Given instruction 1: In the article on advanced Java Extension concepts, which two thread pools operate on an Extension?
Given instruction 2: Pick up the article on advanced Java Extension concepts from where it stops and keep writing it.

Document passage:
SFS2X Docs / ExtensionsJava / advanced-concepts
» Java Extensions: advanced concepts
In this article we discuss advanced aspects of Java Extension development:
- The Server threading model
- Auto load-balancing thread pools
- Tuning thread pools
- Maintaining state in Extensions
- Class loading architecture
- Delayed and scheduled tasks
» The Server threading model
For all users of SFS2X 2.8.x and earlier versions please see the old threading model document.
SmartFoxServer 2X runs all Extensions in a multithreaded environment. There are fundamentally two separate thread pools operating on an Extension: the ExtensionController and the SystemController. The former entity is responsible for processing client requests while the latter dispatches system events such as LOGIN, USER_DISCONNECT, ROOM_VARIABLES_UPDATE, etc.
Since multiple threads can operate concurrently on the Extension code we need to make sure that access to shared state is handled correctly. The standard JDK's concurrent collections and locking features provide robust tools to handle the most common concurrency problems with minimal effort.

Extracted information:
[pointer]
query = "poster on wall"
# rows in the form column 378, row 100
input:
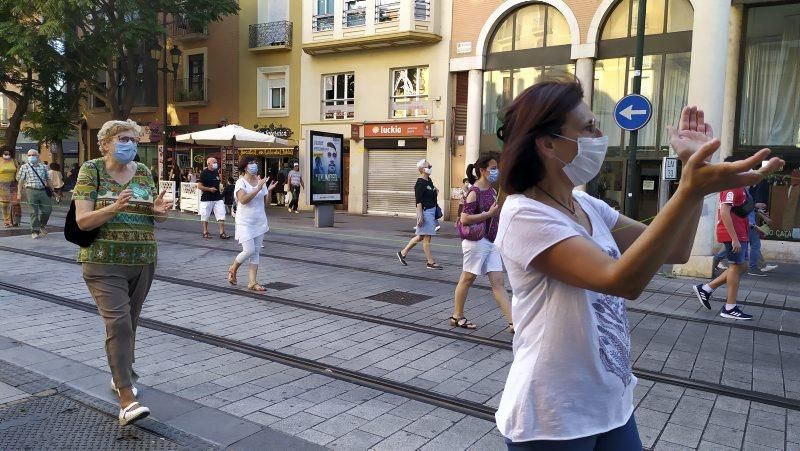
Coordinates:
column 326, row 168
...
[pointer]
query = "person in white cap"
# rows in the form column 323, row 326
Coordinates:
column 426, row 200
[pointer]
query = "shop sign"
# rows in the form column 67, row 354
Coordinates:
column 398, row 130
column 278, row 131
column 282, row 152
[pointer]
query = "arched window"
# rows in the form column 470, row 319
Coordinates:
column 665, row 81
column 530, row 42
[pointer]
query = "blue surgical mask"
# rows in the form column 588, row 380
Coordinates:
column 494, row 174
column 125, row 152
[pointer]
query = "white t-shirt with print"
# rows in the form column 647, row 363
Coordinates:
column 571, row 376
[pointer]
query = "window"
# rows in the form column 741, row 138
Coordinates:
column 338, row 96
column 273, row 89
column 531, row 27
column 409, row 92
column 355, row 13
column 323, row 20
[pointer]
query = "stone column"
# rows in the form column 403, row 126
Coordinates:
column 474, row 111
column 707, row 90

Task response 1: The ExtensionController and the SystemController.

Task response 2:
We highly recommend concurrent collections over native arrays or old-style collections, such as Vector and Hashtable, which can limit concurrency and create bottlenecks in the code. Also, when atomicity is required we suggest to look into AtomicInteger, AtomicLong, AtomicReference as a valid solution. Finally, locking classes will be required when complex operations need to be run in a mutually exclusive fashion.
We also suggest a couple of external resources if you want to dig deeper into this subject:
The following diagram illustrates what what we have described. The two controllers run separate thread pools that concurrently invoke request and event handlers on the Extension classes.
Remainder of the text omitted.